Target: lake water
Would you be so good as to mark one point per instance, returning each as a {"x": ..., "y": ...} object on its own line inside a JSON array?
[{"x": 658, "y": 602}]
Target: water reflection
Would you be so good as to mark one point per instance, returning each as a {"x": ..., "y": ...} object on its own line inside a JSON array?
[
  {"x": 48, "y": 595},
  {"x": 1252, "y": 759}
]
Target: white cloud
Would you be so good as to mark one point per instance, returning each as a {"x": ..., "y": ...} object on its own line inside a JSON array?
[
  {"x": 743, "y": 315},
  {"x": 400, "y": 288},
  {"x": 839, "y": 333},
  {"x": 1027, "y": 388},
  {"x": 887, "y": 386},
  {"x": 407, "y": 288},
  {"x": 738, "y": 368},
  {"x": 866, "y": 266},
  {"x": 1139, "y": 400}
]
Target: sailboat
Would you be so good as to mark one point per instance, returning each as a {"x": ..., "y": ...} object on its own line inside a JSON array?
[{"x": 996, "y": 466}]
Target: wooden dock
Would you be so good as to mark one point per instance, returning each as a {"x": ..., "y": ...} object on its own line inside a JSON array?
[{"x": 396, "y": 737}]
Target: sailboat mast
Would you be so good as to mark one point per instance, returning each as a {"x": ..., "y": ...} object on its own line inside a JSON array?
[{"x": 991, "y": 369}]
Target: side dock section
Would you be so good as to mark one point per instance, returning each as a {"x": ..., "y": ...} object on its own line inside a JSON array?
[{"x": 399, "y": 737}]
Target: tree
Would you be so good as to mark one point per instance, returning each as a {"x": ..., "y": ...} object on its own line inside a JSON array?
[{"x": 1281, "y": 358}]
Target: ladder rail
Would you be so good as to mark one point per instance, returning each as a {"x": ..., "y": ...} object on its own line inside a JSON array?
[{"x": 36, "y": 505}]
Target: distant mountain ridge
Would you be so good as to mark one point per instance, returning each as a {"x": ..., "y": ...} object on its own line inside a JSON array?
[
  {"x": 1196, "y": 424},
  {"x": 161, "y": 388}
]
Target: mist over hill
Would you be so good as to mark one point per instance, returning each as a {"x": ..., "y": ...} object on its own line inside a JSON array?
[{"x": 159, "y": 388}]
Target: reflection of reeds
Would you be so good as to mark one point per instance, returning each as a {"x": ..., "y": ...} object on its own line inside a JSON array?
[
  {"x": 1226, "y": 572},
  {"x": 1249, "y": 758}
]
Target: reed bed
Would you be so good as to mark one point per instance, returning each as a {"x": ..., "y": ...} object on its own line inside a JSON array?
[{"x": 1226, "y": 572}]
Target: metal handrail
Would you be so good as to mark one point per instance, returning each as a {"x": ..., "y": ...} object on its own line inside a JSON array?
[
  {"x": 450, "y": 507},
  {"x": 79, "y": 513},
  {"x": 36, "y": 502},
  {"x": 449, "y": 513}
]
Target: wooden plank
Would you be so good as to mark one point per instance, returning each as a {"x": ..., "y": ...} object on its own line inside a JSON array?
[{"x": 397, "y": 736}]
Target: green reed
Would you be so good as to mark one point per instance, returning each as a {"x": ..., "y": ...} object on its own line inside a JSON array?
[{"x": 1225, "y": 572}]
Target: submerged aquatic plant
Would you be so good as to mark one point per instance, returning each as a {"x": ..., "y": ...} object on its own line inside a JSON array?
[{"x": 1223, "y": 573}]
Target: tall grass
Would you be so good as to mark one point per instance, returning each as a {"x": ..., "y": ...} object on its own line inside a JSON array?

- - - - - - -

Please retype all of the items above word for word, keeping every line and its punctuation unchanged.

Exercise answer:
Target: lake water
Would you be so good as to mark one point per instance, returning each as a {"x": ..., "y": ...} object on its own line inside a JSON array?
[{"x": 658, "y": 602}]
Target: water reflection
Would you be so good as to mark one point per instance, returning each as a {"x": ..., "y": ...} object on its own line inside a JSON array?
[
  {"x": 48, "y": 595},
  {"x": 1252, "y": 759}
]
Target: white cloud
Would you be so good as to mark one point per instance, returning each as a {"x": ..., "y": ...} object on its own line inside a JSON array?
[
  {"x": 743, "y": 315},
  {"x": 400, "y": 288},
  {"x": 839, "y": 333},
  {"x": 1027, "y": 388},
  {"x": 887, "y": 386},
  {"x": 407, "y": 288},
  {"x": 738, "y": 368},
  {"x": 866, "y": 266},
  {"x": 1139, "y": 400}
]
Target: sailboat
Would you be so good as to mark one point per instance, returning each as a {"x": ..., "y": ...} object on its own line inside a JSON array?
[{"x": 996, "y": 466}]
Target: wooden dock
Would you be so good as to mark one point per instance, returning each as a {"x": ..., "y": ...} object on its own line inside a JSON array?
[{"x": 396, "y": 737}]
Target: sailboat mast
Would you be so good as to mark one point per instance, returning each as a {"x": ..., "y": ...} object on its own line inside a JSON array?
[{"x": 991, "y": 369}]
Target: side dock section
Would you be so good as to mark one point per instance, returning each as a {"x": ..., "y": ...} object on its own line inside a JSON array?
[{"x": 399, "y": 737}]
Target: tree
Would you be so good as to mark one point per instance, returning each as a {"x": ..., "y": ...} object on its own line inside a JSON array?
[{"x": 1281, "y": 358}]
Target: ladder rail
Would you be so good as to mark one point per instance, returning each as a {"x": ..., "y": ...} object on its own line inside a JSON array?
[{"x": 36, "y": 505}]
Target: distant mountain ridge
Would you be so good as to mark one point per instance, returning each as a {"x": ..., "y": ...} object on its own line inside a JSON array?
[
  {"x": 1196, "y": 424},
  {"x": 161, "y": 388}
]
Target: mist over hill
Would you be so good as to mark one point per instance, returning each as a {"x": ..., "y": ...} object on its own line inside a JSON array?
[{"x": 159, "y": 388}]
Target: reflection of reeds
Would you be so good as to mark one point per instance, returning each as a {"x": ..., "y": ...} object on its own line inside a JSON array?
[
  {"x": 1226, "y": 572},
  {"x": 1249, "y": 758}
]
Target: reed bed
Would you be so good as to mark one point per instance, returning each as a {"x": ..., "y": ...} object on its own line inside a JSON array?
[{"x": 1226, "y": 572}]
Target: metal handrail
Would you be so good as to mark one point per instance, returning each as a {"x": ..., "y": ...} object on its own line inside a JSON array?
[
  {"x": 450, "y": 507},
  {"x": 79, "y": 513},
  {"x": 36, "y": 502},
  {"x": 449, "y": 513}
]
Target: wooden plank
Would you be so good as to mark one point per instance, returning each as a {"x": ..., "y": ...} object on its own line inside a JSON array?
[{"x": 397, "y": 736}]
Target: green reed
Would you be so good as to mark one point per instance, returning each as a {"x": ..., "y": ...} object on its own line inside a JSON array?
[{"x": 1225, "y": 572}]
Target: submerged aquatic plant
Would you be so good as to mark one point per instance, returning each as a {"x": ..., "y": ...} object on its own line inside a JSON array?
[{"x": 1223, "y": 573}]
Target: tall grass
Would you be so good as to mark one point per instance, returning each as a {"x": ..., "y": ...} object on its own line inside a JSON array?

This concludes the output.